Answer these questions from the "Nonessential Nukes" article:
1. What does the article say North Korea is acknowledging?
2. What remains the fuel of choice for operators of research reactors?
3. Which fuels does the article name as unsuitable for weapons and readily available or under active development?

# Text passage
------------------------
Nonessential Nukes
'Peaceful' fuels are
potential deadly weapons.
By Edwin S. Lyman and Paul L. Leventhal
Tuesday,
November 26, 2002; Page A29
There is growing alarm over a gathering storm of nuclear dangers: terrorists pursuing homemade atomic bombs, Iraq capable of going nuclear as soon as it acquires smuggled nuclear material, India and Pakistan embarked on a nuclear arms race, North Korea acknowledging a new nuclear weapons program, Japanese political leaders openly boasting of nuclear weapons capability as Japan prepares to open a huge plutonium plant.
These threats have a common thread. Each reflects the outcome of a long history of missed opportunities by the United States and other nuclear suppliers to halt commercial production and use of explosive nuclear materials. These materials are "peaceful" fuels for nuclear reactors, but they are also suitable for making nuclear weapons. Access to them or to the technologies for producing them provides the wherewithal for nations and groups to go nuclear.
Today the amount of plutonium in civilian nuclear power programs rivals that in nuclear arsenals, and bomb-grade uranium remains the fuel of choice for operators of research reactors. The ability of international inspections and national physical protection measures to keep these fuels from being diverted or stolen is problematic at best. Even if these were essential fuels, needed to keep the lights on, factories running and medical science advancing, they would be too dangerous to use. But they aren't essential: Nuclear power and research needs can be met without the weapons-suitable fuels, because low-enriched uranium fuels, unsuitable for weapons, are readily available or under active development.
------------------------
# Supplied material
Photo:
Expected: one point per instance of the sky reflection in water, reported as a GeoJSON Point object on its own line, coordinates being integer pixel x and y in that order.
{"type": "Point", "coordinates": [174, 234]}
------------------------
# Answer box
1. A new nuclear weapons program.
2. Bomb-grade uranium.
3. Low-enriched uranium fuels.